● **Aim**
Copy the following material line for line, without any changes.

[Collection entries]
******************************

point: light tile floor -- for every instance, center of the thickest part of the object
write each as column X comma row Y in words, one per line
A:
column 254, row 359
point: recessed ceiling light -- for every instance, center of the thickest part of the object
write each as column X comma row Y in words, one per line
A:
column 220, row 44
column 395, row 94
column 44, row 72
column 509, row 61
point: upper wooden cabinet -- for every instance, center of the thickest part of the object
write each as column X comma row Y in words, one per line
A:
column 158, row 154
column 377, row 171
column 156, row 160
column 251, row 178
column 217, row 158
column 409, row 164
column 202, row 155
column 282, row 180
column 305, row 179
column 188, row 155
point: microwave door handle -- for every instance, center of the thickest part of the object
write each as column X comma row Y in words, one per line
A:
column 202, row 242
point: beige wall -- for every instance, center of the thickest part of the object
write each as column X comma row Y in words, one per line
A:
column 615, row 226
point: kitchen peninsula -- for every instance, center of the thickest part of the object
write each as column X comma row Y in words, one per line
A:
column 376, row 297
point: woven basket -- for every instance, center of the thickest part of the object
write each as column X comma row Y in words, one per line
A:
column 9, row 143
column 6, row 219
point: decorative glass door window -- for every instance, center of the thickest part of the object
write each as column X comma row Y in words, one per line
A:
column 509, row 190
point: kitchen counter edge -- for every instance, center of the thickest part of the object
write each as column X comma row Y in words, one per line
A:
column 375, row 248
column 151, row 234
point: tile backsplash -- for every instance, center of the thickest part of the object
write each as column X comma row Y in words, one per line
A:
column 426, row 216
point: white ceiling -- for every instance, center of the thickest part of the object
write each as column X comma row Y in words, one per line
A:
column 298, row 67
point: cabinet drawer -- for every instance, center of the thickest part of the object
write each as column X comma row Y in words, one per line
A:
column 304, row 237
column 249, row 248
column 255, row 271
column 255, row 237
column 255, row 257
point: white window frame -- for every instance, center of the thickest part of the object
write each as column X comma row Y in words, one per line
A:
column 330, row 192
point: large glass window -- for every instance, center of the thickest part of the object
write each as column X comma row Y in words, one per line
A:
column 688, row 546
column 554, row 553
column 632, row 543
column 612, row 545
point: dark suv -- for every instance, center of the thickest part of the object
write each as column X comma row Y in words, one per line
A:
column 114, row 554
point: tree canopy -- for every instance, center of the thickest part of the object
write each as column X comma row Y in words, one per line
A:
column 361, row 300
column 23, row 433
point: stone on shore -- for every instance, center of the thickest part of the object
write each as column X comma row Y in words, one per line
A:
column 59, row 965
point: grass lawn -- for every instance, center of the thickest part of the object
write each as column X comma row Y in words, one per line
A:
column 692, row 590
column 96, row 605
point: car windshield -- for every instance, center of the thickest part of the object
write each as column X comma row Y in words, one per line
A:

******************************

● **In response**
point: light tile floor -- for every instance, center of the thickest part of the object
write each as column X comma row Y in words, one per line
A:
column 254, row 359
point: recessed ceiling light -- for every instance, center of the thickest part of the object
write each as column X comma row Y in words, one per line
A:
column 220, row 44
column 395, row 94
column 44, row 72
column 509, row 61
point: upper wooden cabinet -- for every instance, center of the thickest part of the object
write each as column X comma row Y in words, one per line
A:
column 158, row 154
column 377, row 171
column 156, row 160
column 251, row 178
column 217, row 158
column 409, row 164
column 202, row 155
column 282, row 180
column 305, row 179
column 188, row 155
point: microwave door handle -- for every instance, center of the thickest part of the object
write each as column X comma row Y in words, one per line
A:
column 202, row 242
point: beige wall -- for every instance, center of the thickest part of the object
write each as column X comma row Y in words, one per line
A:
column 615, row 226
point: kitchen peninsula -- for every instance, center of the thickest part of the object
write each as column X comma row Y in words, one per line
A:
column 376, row 297
point: woven basket -- for every instance, center of the thickest part of the object
write each as column X comma row Y in words, one per line
A:
column 9, row 143
column 6, row 219
point: decorative glass door window -- for every instance, center of the thickest part of the object
write each as column X comma row Y in words, one per line
A:
column 509, row 190
point: kitchen counter edge -- for every instance, center of the thickest part of the object
write each as column X comma row Y in words, one per line
A:
column 375, row 248
column 151, row 234
point: tile backsplash -- for every instance, center of the thickest part of the object
write each as column X comma row Y in words, one per line
A:
column 426, row 216
point: white ceiling -- for every instance, center of the thickest part of the object
write each as column X comma row Y in words, one per line
A:
column 298, row 67
point: cabinet drawer -- for every instance, center of the thickest part of the object
write each as column X comma row Y in words, one per line
A:
column 304, row 237
column 249, row 248
column 255, row 271
column 255, row 237
column 255, row 257
point: white window frame -- for every instance, center of the thickest part of the object
write each as column X comma row Y in words, one per line
A:
column 330, row 192
point: large glass window -- for every instance, center of the thickest part of the object
write each as column X comma row Y in words, one per line
A:
column 688, row 546
column 554, row 553
column 632, row 543
column 612, row 545
point: dark suv -- for every instance, center of the thickest part of the object
write each as column X comma row Y in words, one per line
A:
column 114, row 554
point: tree canopy -- for every instance, center of the thickest part of the object
write each as column X comma row Y in words, one per line
A:
column 361, row 300
column 23, row 433
point: stone on shore -- for every instance, center of the thickest part of the object
write each as column X comma row Y in words, one per line
A:
column 59, row 965
point: grass lawn -- for every instance, center of the thickest part of the object
write each as column X comma row Y in words, one per line
A:
column 692, row 590
column 96, row 605
point: car windshield -- for every instance, center of the thickest part of the object
write each as column X comma row Y in words, one per line
A:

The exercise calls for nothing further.